** begin **

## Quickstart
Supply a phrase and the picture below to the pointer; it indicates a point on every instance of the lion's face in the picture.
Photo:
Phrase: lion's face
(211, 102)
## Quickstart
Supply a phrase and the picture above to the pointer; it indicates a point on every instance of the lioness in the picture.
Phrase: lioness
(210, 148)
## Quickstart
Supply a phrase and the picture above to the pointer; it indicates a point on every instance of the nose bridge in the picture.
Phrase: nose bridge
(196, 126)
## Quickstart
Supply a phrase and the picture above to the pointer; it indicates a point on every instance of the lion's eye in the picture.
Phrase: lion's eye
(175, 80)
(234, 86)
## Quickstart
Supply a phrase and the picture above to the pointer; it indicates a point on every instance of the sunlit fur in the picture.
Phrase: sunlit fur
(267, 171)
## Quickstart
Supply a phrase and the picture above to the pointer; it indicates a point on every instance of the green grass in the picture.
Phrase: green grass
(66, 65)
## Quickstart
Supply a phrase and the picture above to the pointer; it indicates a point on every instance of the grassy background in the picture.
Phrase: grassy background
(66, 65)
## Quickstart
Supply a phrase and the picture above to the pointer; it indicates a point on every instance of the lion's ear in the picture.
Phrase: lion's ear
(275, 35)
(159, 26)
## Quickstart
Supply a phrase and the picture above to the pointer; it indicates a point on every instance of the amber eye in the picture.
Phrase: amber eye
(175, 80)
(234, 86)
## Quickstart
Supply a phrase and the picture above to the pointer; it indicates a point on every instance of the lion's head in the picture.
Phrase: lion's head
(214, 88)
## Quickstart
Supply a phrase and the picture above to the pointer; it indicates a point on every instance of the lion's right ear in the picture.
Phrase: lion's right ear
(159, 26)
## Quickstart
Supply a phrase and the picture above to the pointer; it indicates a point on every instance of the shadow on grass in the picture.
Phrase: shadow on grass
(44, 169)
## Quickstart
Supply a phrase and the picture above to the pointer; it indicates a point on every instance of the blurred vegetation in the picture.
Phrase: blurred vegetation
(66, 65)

** end **

● **Instructions for the task**
Return each line above that contains the word "nose", copying those lines unchanged.

● **Final result**
Supply a phrase and the picture above to the pointer; it indicates a point on every instance of the nose bridge in the picture.
Phrase: nose bridge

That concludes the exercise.